- [Problem to solve] Restate, word for word, every line of the data.

- [Records for processing]
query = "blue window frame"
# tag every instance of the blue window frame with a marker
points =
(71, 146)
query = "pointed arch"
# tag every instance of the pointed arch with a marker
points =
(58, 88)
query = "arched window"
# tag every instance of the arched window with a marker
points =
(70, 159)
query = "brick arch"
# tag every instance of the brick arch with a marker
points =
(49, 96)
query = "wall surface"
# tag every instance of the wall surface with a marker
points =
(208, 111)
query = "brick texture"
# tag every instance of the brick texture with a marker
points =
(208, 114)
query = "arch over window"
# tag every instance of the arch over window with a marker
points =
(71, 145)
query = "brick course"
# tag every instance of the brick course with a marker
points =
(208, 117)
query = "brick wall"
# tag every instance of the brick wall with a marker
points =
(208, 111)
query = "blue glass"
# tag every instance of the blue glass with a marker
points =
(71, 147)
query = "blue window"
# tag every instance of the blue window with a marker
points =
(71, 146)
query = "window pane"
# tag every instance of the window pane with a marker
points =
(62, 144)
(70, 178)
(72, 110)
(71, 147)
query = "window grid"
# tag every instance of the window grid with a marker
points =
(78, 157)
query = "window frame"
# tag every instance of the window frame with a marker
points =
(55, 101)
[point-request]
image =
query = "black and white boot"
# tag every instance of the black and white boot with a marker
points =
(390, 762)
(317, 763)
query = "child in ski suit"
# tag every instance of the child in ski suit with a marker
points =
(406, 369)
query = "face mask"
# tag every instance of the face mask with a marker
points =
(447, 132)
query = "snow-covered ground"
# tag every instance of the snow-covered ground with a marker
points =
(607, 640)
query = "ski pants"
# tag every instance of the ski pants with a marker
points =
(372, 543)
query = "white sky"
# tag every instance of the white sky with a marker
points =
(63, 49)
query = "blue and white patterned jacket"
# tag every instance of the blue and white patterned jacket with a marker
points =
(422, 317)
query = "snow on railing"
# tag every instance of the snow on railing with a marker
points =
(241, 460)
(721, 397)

- [Right answer]
query = "blue window frame"
# tag every instance of the blue window frame with a marker
points =
(71, 146)
query = "pointed arch"
# tag every instance of the pointed arch with a marker
points =
(58, 88)
query = "arched window"
# tag every instance of the arched window with a marker
points =
(70, 159)
query = "brick arch"
# tag every instance of the brick arch with a marker
points =
(49, 96)
query = "wall surface"
# tag every instance of the wall surface with a marker
points =
(208, 111)
query = "brick texture"
# tag every instance of the brick texture with a marker
points =
(208, 114)
query = "arch over window"
# tag every instance of the arch over window with a marker
points =
(71, 145)
query = "brick course"
# tag every instance of the brick course with a marker
points =
(208, 117)
query = "brick wall"
# tag every instance of the brick wall with a marker
points =
(208, 111)
query = "blue glass"
# tag every instance of the blue glass with a marker
points =
(71, 147)
query = "blue window"
# tag every instance of the blue window with a marker
points =
(71, 146)
query = "window pane"
# tag every instance of the window pane with a marker
points =
(62, 144)
(70, 178)
(72, 110)
(71, 147)
query = "window grid"
# tag every instance of the window grid with a marker
points =
(78, 157)
query = "window frame"
# tag every instance of the window frame with a marker
points =
(55, 101)
[point-request]
image =
query = "black and white boot"
# tag every instance of the black and white boot with a marker
points =
(390, 762)
(317, 763)
query = "child in ski suit"
# tag every instance of the child in ski suit with a marker
points =
(406, 369)
query = "face mask"
# tag every instance of the face mask with a marker
points =
(447, 132)
query = "snow-covered ground"
# tag every instance of the snow-covered ground with a marker
points =
(607, 640)
query = "ski pants"
# tag every instance of the ski pants with a marker
points =
(372, 543)
query = "white sky"
# tag every instance of the white sky with a marker
points =
(63, 49)
query = "blue and white patterned jacket"
# tag every instance of the blue and white patterned jacket with a marker
points =
(422, 317)
query = "snow on railing"
# tag every instance of the snow on railing with a marker
points =
(241, 460)
(721, 397)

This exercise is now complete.